BEGIN

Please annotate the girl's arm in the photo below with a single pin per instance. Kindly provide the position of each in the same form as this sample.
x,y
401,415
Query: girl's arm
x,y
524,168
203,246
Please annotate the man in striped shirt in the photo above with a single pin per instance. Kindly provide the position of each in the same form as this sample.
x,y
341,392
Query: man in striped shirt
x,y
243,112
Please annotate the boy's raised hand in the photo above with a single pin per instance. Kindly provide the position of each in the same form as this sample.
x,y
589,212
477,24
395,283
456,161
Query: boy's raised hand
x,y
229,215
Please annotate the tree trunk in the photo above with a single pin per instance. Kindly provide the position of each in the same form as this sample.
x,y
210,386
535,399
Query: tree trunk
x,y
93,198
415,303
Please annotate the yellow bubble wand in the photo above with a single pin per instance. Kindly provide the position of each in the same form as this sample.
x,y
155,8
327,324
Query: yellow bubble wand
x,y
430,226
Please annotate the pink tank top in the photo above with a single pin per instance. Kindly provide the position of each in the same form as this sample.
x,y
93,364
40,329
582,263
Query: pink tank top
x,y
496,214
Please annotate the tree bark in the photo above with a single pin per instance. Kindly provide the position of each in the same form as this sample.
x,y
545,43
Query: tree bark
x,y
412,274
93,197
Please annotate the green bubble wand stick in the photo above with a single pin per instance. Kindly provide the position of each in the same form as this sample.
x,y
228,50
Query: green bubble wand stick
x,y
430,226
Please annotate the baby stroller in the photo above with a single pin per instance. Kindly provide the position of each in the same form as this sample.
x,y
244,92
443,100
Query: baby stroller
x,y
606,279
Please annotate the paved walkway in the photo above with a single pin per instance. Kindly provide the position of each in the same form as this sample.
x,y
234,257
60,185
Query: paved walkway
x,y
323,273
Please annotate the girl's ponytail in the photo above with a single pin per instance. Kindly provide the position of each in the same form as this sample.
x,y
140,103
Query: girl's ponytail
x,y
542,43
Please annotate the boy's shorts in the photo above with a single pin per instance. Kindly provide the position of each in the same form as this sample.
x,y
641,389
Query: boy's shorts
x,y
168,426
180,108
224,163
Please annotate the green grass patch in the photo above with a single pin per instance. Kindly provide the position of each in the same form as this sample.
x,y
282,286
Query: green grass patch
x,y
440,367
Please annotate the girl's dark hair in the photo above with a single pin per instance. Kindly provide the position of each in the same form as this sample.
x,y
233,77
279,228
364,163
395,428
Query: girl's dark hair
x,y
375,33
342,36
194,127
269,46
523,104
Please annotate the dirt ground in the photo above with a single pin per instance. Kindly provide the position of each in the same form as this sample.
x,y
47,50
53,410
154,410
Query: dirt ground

END

* **What is asked**:
Reproduce everything from the line containing "Please annotate the girl's dark" down to the last line of the entries, requests included. Shift every coordinate in the answers up by 47, and leave the requests and their format samples as they are.

* **Reply to the exercise**:
Please annotate the girl's dark hair in the photo above with a single pin per instance. Kindly provide the position of each in the same form as this sample.
x,y
233,77
279,228
364,163
395,428
Query: girl's dark hair
x,y
422,80
389,83
241,174
316,93
570,151
Please annotate the dirt ground in the photo above with a single pin per instance. Kindly provide the position of each in the same form as this sample.
x,y
47,50
53,410
154,410
Query: dirt ground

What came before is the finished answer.